**Task directions**
Each line of the entries that mentions the string "building" needs to be reported.

**Record excerpts**
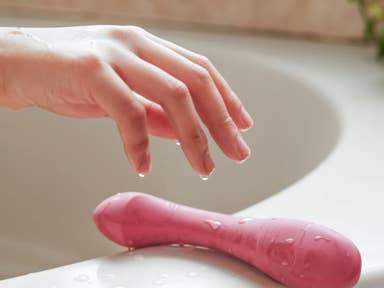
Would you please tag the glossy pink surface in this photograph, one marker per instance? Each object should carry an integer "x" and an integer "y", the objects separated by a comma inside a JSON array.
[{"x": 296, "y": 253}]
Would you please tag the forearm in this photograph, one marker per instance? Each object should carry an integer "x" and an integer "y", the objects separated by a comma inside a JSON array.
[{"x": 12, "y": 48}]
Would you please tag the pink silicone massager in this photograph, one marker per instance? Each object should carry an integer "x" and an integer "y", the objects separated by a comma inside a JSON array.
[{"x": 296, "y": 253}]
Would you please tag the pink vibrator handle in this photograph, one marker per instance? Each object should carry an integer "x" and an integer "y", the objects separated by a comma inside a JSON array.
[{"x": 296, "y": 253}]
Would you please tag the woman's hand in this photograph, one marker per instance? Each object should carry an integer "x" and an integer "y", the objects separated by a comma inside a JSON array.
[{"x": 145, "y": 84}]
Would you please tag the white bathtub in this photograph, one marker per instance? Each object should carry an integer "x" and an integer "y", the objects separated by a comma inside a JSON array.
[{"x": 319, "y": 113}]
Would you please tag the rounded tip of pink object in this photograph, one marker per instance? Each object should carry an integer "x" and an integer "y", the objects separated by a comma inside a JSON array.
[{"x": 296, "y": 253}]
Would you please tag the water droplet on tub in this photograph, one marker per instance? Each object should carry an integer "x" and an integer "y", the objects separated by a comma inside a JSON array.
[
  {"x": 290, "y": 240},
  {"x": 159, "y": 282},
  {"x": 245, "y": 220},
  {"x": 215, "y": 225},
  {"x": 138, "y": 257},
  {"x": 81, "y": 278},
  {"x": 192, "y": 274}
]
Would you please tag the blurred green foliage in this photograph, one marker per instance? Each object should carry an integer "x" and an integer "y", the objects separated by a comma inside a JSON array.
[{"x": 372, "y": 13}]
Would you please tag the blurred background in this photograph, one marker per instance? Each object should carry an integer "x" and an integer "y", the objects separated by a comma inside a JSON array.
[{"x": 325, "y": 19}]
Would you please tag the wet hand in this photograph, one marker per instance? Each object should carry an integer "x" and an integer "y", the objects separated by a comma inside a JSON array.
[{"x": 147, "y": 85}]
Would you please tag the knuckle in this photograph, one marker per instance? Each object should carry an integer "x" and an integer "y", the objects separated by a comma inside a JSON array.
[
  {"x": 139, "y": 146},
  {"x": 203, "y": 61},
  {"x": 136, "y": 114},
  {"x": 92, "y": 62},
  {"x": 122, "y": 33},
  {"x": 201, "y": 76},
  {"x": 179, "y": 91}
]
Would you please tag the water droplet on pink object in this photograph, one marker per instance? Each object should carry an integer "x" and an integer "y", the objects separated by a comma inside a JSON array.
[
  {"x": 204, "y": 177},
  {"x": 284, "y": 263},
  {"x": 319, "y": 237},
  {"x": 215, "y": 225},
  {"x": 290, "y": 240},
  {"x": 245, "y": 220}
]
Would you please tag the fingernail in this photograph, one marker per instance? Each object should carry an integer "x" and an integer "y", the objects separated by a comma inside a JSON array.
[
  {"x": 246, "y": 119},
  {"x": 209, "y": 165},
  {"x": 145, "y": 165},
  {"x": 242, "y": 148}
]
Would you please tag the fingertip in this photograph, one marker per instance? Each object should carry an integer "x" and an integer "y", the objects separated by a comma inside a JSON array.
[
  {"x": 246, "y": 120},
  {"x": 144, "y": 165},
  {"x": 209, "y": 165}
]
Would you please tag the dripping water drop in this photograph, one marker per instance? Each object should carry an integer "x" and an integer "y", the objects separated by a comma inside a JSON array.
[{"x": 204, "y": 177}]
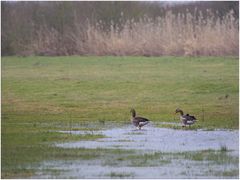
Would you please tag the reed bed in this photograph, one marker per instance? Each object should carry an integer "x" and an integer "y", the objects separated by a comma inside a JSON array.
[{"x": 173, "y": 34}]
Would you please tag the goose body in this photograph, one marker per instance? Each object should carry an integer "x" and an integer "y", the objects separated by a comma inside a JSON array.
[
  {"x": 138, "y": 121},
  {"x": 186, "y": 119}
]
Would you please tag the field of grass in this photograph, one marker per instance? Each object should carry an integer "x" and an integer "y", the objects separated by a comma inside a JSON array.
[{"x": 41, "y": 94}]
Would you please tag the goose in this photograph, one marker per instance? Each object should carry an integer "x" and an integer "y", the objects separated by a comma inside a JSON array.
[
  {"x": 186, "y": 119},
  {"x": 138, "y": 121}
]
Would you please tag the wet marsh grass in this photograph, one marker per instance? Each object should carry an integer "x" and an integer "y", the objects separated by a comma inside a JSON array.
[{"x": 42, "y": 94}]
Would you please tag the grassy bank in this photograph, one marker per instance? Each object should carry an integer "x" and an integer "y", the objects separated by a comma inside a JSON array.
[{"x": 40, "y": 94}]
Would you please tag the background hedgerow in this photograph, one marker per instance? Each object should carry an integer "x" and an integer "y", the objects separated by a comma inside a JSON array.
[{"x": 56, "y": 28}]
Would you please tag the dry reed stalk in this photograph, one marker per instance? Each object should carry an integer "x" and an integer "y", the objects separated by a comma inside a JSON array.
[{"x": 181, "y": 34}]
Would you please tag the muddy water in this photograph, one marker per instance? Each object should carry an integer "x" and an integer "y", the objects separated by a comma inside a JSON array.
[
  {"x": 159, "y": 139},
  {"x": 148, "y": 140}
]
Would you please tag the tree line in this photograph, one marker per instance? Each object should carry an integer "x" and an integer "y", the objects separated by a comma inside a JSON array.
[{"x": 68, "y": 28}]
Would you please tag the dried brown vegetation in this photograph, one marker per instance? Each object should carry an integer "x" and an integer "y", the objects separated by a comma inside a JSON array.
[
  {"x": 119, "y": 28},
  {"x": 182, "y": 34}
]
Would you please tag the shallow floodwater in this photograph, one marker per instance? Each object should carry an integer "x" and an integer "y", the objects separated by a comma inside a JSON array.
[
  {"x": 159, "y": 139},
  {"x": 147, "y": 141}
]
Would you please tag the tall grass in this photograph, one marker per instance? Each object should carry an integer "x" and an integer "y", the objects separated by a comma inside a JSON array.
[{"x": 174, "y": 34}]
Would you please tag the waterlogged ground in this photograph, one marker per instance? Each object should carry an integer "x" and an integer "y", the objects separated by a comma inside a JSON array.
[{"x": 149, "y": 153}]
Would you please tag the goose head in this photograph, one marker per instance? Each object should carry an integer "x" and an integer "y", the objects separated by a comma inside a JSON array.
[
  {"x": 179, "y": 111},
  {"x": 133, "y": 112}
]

==

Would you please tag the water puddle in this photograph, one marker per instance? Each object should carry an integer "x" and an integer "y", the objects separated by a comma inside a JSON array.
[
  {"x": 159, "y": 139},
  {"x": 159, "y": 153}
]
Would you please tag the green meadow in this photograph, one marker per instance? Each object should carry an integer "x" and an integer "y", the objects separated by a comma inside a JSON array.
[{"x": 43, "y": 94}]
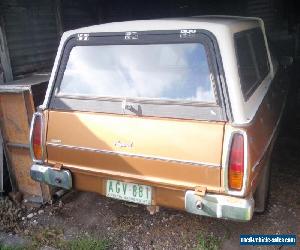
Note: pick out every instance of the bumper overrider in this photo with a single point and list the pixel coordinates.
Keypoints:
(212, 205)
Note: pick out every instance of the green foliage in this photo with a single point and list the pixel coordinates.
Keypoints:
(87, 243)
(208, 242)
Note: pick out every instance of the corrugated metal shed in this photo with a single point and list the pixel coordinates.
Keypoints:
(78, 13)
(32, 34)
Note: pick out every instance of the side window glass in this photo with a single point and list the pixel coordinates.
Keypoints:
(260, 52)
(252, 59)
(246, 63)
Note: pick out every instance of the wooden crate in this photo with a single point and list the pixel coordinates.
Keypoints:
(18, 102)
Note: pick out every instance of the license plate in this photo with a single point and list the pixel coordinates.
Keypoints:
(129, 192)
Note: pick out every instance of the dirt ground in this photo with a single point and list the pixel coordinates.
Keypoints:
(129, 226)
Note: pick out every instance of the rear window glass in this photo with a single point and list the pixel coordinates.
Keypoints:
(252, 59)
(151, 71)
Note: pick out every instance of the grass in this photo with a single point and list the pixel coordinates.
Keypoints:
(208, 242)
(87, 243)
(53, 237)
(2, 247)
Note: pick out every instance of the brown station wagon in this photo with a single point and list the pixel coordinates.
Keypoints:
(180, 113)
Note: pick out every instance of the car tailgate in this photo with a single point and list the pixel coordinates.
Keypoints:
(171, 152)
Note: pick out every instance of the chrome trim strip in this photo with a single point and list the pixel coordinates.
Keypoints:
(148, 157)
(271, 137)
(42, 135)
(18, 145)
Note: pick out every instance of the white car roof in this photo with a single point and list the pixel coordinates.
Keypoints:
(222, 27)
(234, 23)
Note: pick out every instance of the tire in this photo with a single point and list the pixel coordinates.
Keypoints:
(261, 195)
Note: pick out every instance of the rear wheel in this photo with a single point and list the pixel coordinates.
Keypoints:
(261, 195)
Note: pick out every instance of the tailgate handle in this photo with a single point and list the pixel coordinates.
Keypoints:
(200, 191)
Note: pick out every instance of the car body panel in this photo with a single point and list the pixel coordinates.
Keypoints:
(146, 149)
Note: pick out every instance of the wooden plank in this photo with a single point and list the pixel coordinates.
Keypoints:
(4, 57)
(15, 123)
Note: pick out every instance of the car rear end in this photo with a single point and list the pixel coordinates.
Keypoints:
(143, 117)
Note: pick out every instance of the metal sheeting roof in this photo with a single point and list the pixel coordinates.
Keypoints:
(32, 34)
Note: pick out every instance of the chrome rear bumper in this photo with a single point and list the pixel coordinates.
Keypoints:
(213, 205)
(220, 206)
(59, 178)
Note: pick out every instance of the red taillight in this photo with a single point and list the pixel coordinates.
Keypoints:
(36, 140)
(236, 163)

---

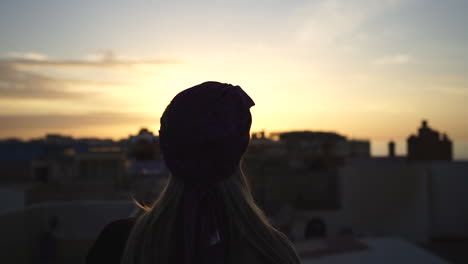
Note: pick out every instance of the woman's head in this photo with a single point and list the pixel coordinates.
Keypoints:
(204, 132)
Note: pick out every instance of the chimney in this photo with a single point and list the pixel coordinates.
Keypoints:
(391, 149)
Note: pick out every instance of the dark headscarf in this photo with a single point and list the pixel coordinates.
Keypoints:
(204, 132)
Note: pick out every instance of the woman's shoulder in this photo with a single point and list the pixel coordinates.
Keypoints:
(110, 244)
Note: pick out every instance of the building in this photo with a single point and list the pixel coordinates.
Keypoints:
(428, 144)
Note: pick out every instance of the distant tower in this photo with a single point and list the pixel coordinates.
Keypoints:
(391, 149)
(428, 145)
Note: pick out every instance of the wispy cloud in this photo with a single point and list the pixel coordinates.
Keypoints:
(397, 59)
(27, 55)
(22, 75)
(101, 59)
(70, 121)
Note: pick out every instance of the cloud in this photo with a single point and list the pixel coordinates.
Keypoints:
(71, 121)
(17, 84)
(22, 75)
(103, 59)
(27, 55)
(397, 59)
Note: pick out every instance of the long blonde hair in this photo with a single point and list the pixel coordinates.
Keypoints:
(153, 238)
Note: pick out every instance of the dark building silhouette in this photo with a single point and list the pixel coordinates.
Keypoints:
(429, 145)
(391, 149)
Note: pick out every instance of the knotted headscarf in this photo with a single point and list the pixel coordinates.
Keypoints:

**Response to the task**
Note: pick out every instance of the building in this photo with a single point and list the pixel coordinates.
Note: pick out every instance of the dark building silhouette in this photo with a single point and list the pixel coordinates.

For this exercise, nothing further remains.